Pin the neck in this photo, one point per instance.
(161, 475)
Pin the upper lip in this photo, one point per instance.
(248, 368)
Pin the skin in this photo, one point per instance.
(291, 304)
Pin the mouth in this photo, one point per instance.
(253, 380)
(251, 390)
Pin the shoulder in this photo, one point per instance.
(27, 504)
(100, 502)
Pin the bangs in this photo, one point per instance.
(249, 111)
...
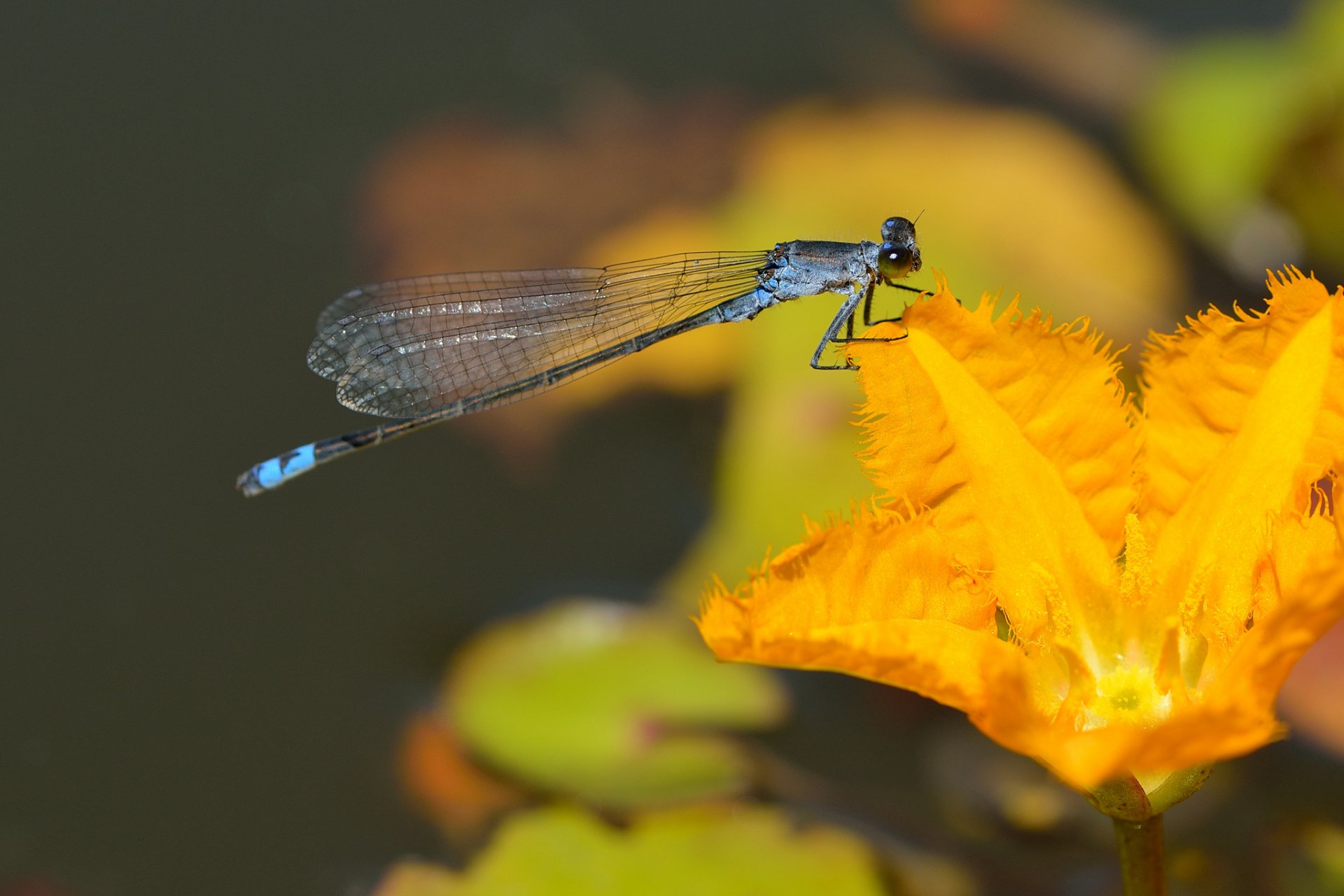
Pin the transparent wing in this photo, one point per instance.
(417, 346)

What is being asked: Display every line of the items above that contains the word "instance".

Task solution:
Pin the neck in this photo, one point per instance.
Pin the upper lip in this photo, one point per instance.
Pin the skin in this photo, one point per instance.
Pin the mouth in this photo, one point per instance.
Pin the shoulder in this photo, one point per instance.
Pin the bangs in this photo, one point per instance.
Pin the transparent wing in this photo, one point per instance.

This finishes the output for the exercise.